Records of labeled points:
— Begin —

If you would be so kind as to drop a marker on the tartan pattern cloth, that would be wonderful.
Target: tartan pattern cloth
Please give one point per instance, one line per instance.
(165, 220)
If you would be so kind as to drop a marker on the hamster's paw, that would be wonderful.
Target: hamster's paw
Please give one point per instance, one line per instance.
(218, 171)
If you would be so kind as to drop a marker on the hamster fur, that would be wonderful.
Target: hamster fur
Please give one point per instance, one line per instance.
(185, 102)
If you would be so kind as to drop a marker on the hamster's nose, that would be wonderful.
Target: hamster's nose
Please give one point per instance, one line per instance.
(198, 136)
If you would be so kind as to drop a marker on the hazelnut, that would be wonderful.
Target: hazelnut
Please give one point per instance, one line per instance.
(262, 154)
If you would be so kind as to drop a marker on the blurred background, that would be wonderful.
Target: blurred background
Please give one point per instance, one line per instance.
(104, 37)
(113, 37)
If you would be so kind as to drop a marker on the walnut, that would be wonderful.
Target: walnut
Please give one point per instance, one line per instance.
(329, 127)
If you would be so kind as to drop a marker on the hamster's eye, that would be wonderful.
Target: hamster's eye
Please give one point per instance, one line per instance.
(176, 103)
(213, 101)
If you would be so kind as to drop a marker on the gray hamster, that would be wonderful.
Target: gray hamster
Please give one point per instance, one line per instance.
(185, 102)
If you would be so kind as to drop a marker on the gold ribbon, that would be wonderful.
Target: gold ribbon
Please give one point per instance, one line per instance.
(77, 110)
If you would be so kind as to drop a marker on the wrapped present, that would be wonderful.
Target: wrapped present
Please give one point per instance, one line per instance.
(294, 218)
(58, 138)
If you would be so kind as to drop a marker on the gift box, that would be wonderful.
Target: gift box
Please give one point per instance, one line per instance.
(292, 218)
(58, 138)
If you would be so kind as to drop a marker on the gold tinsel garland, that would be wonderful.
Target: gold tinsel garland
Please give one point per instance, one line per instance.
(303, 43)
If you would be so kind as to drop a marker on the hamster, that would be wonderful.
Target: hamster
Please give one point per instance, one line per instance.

— End —

◆ WHAT TO DO: Can you output every line of the listing above as a numbered list, leaving out any blank lines?

◆ RIGHT ANSWER:
1. If you would be so kind as to drop a marker on the tartan pattern cloth, that would be wonderful.
2. Target: tartan pattern cloth
3. Please give one point per instance, one line per instance.
4. (165, 220)
5. If you would be so kind as to drop a marker on the hamster's paw, that would be wonderful.
6. Target: hamster's paw
7. Please give one point per instance, one line per instance.
8. (218, 171)
9. If you would be so kind as to drop a marker on the hamster fur, that would be wonderful.
10. Target: hamster fur
11. Please give one point per instance, one line per instance.
12. (185, 102)
13. If you would be so kind as to drop a marker on the hamster's nose, that would be wonderful.
14. Target: hamster's nose
15. Please give one point per instance, one line per instance.
16. (198, 136)
17. If you would be so kind as to drop a marker on the hazelnut, that would be wonderful.
18. Target: hazelnut
19. Please give one point per instance, one line per instance.
20. (262, 154)
21. If you would be so kind as to drop a marker on the blurred background, that would be wonderful.
22. Target: blurred background
23. Please give one point per instance, one line per instance.
24. (104, 37)
25. (113, 37)
26. If you would be so kind as to drop a marker on the walnut, that would be wonderful.
27. Target: walnut
28. Please give one point per instance, one line per instance.
29. (329, 127)
30. If you would be so kind as to drop a marker on the hamster's eye, that would be wonderful.
31. Target: hamster's eye
32. Please give one point per instance, one line per instance.
33. (176, 103)
34. (213, 101)
35. If you would be so kind as to drop a marker on the gray hamster, that would be wonderful.
36. Target: gray hamster
37. Please give one point per instance, one line per instance.
38. (185, 102)
39. If you would be so kind as to drop a marker on the gold ribbon, that would be wonderful.
40. Target: gold ribbon
41. Please give one point per instance, one line per instance.
42. (77, 110)
43. If you would be so kind as to drop a marker on the wrapped present, that would be wonderful.
44. Target: wrapped present
45. Please give one point per instance, one line per instance.
46. (294, 218)
47. (58, 138)
48. If you would be so kind as to drop a marker on the gift box, that would be wonderful.
49. Target: gift box
50. Please give one point per instance, one line per instance.
51. (292, 218)
52. (58, 138)
53. If you would be so kind as to drop a marker on the gold tinsel garland, that would be wonderful.
54. Target: gold tinsel garland
55. Please give one point per instance, one line per instance.
56. (303, 43)
57. If you would be so kind as to drop a marker on the hamster, that would be wonderful.
58. Target: hamster
59. Please give one point per instance, one line per instance.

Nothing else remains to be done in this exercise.